Below are some records; copy each line in them that contains "background".

Start of Input

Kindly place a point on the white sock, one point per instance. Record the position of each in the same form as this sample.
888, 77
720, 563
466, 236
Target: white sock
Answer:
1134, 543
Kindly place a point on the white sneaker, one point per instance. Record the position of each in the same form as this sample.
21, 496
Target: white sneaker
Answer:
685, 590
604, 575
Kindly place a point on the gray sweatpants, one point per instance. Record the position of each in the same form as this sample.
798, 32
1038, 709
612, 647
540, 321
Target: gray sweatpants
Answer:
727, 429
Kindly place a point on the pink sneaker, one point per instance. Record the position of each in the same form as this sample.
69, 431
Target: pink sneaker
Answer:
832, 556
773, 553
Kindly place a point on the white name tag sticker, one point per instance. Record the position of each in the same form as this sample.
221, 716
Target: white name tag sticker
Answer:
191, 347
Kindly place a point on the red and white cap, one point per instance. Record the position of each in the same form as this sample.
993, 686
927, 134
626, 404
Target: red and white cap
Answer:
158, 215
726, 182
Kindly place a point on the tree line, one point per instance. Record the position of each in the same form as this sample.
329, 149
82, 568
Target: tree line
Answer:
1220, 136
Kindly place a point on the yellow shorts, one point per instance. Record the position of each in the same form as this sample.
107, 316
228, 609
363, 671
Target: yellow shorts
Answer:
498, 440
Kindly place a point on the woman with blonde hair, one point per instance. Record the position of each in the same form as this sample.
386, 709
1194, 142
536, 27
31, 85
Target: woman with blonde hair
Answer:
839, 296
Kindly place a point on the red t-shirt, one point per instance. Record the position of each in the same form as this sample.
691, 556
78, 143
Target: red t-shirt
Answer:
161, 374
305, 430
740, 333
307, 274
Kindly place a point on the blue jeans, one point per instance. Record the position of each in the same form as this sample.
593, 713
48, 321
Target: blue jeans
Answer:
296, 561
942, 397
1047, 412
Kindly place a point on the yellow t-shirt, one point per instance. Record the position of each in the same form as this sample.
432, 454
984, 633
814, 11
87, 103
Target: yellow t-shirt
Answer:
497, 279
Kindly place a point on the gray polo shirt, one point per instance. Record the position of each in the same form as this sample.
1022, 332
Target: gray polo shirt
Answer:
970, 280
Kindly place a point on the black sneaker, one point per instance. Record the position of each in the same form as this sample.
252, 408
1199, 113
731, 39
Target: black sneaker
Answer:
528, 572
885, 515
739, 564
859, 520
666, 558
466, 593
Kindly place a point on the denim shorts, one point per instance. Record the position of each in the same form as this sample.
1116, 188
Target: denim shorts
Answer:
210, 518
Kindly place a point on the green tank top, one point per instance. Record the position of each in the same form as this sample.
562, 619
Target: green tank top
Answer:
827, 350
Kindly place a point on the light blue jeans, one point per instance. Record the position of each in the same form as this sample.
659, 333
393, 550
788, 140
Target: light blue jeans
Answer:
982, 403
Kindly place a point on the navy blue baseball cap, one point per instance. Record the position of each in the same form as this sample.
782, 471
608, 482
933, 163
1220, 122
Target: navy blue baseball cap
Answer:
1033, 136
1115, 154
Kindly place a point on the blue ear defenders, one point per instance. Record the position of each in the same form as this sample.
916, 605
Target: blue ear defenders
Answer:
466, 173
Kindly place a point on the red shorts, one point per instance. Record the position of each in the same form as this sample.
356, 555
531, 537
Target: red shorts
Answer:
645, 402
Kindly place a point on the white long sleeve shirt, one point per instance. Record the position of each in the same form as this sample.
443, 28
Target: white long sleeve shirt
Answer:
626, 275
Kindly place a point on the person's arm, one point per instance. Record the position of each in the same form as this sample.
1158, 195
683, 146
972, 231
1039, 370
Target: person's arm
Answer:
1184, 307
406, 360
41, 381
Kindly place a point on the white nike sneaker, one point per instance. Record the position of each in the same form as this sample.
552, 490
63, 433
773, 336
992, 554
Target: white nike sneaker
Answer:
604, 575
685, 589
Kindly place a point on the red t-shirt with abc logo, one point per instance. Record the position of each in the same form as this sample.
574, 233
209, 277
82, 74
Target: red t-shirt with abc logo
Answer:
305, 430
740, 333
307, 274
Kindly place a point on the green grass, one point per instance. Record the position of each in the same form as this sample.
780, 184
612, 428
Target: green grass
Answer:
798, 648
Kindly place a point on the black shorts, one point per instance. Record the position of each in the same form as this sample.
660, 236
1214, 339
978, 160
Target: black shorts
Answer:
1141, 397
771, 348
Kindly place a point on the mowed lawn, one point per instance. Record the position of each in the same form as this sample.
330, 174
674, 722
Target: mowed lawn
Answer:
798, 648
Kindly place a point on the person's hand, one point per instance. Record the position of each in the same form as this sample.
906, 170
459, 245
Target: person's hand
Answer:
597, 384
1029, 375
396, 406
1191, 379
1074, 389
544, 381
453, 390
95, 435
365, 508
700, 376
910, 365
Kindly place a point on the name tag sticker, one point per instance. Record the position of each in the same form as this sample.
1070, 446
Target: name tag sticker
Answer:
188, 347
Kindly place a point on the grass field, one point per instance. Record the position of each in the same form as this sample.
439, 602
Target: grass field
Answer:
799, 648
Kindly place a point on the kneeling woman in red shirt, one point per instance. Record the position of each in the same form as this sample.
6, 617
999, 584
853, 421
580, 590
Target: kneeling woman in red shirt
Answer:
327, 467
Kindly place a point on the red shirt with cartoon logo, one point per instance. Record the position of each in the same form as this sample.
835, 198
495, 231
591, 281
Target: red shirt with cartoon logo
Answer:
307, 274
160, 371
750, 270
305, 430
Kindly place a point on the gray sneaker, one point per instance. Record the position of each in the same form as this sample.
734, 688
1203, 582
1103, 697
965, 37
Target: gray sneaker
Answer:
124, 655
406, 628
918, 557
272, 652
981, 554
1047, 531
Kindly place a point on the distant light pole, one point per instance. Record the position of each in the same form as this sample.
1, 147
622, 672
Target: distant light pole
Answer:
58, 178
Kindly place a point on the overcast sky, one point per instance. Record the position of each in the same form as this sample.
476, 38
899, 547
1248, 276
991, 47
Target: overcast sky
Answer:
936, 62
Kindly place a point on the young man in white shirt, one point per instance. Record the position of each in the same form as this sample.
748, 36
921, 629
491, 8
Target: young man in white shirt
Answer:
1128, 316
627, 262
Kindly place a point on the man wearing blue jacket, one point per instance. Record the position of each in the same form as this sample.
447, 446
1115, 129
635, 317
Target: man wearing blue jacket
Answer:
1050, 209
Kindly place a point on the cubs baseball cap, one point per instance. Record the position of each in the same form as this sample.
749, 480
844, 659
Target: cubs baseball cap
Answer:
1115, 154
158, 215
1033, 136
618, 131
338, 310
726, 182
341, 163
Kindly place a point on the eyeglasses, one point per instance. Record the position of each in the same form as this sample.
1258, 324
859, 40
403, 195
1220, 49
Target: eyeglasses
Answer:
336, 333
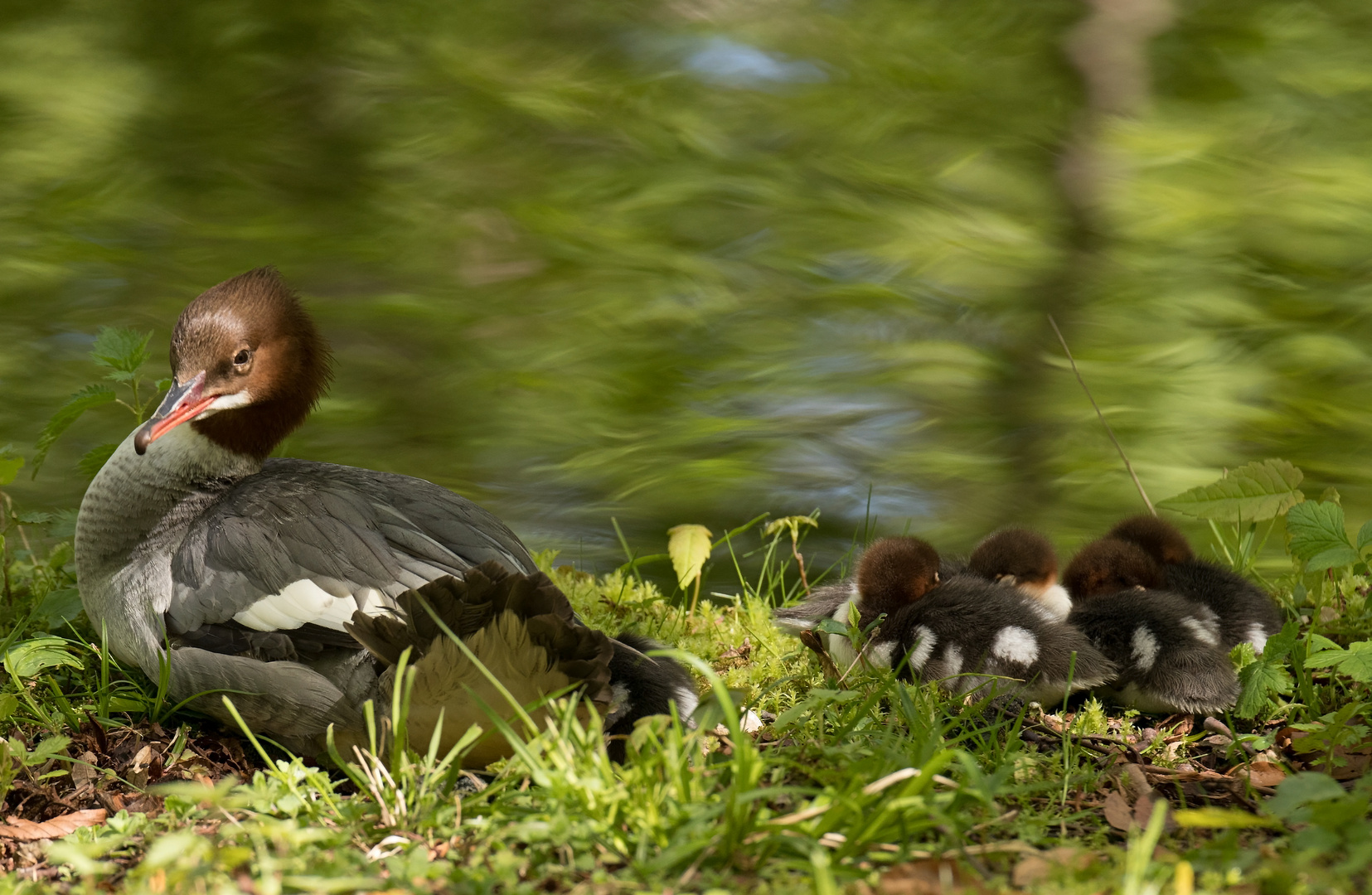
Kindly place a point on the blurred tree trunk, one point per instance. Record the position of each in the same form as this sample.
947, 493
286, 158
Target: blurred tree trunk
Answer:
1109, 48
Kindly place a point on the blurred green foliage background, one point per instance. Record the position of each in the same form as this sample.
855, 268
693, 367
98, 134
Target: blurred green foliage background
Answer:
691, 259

End of Input
Start of Input

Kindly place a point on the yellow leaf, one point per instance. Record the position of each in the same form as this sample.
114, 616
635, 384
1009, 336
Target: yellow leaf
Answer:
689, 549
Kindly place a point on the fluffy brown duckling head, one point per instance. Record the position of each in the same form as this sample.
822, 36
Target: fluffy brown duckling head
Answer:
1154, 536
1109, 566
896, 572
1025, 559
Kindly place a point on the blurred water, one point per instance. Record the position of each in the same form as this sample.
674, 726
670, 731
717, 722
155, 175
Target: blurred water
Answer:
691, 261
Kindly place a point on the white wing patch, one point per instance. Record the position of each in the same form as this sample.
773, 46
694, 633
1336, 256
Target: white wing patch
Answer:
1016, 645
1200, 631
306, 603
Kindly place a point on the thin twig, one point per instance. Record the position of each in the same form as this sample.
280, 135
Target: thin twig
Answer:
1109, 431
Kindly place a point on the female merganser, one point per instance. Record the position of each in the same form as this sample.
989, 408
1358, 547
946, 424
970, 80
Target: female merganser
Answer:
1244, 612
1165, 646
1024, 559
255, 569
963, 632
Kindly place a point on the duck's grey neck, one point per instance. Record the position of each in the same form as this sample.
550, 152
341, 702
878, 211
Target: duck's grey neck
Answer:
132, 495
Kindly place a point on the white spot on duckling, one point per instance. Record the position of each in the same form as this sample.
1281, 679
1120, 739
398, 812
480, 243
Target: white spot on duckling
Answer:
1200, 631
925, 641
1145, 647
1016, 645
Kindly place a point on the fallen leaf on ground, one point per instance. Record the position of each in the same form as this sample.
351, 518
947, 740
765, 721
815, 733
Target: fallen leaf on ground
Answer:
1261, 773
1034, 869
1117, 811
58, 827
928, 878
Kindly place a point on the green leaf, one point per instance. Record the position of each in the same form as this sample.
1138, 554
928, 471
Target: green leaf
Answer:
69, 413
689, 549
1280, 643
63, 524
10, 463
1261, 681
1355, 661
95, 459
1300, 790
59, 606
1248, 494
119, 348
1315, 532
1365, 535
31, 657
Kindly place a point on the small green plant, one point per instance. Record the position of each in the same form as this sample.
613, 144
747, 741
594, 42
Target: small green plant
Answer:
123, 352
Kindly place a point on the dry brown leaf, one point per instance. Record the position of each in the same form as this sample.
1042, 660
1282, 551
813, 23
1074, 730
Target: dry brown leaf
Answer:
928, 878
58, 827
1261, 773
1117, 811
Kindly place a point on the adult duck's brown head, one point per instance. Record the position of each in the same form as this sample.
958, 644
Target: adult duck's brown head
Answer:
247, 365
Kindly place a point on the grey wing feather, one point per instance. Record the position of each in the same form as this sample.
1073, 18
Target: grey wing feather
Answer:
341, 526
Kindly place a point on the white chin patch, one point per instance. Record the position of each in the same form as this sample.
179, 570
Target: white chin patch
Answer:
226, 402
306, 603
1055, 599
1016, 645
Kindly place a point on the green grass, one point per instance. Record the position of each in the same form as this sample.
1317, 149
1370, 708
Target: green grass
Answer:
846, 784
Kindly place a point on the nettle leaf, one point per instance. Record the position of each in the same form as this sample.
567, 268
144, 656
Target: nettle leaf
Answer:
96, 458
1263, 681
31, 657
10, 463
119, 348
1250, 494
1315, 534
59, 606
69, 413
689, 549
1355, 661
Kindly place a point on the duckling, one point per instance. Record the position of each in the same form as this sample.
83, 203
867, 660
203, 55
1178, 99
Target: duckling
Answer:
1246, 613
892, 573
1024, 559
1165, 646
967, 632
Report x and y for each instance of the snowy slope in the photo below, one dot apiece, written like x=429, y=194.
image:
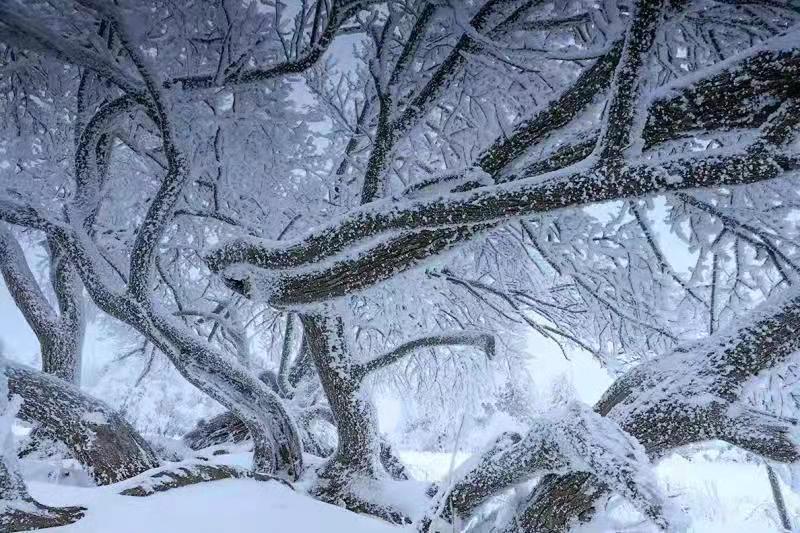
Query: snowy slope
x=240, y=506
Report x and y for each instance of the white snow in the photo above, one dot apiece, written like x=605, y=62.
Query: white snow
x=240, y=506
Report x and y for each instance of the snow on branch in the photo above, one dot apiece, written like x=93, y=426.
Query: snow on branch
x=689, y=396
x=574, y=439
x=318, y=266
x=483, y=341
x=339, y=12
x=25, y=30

End of Input
Start of Input

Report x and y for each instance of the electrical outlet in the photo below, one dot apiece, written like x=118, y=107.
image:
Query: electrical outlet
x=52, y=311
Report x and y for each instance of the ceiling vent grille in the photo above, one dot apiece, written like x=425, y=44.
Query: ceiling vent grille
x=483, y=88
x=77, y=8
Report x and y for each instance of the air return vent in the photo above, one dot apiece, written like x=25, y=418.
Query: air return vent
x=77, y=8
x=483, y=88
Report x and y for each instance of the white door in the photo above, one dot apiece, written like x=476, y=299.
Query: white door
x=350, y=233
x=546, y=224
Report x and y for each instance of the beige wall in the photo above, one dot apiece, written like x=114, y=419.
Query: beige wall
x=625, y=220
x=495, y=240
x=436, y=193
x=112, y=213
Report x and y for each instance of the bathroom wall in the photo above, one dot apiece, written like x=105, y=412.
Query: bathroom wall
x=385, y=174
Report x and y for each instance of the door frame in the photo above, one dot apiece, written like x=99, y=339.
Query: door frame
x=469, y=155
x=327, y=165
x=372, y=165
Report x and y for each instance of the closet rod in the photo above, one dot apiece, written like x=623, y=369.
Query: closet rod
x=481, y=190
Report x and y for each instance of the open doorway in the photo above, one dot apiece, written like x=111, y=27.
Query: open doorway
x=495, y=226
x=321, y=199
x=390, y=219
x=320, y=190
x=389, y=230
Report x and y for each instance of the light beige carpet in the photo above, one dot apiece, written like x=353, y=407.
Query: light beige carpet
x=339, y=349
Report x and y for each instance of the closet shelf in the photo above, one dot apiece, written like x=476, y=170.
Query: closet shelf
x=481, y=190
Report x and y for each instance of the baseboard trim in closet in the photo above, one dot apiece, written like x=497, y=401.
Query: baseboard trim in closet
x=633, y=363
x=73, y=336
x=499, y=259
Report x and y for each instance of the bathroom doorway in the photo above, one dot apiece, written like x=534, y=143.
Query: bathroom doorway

End of Input

**Your response:**
Kindly place a point on the blurred green foliage background, one point per instance. Record the position of each in the same form as this sample.
Target: blurred green foliage background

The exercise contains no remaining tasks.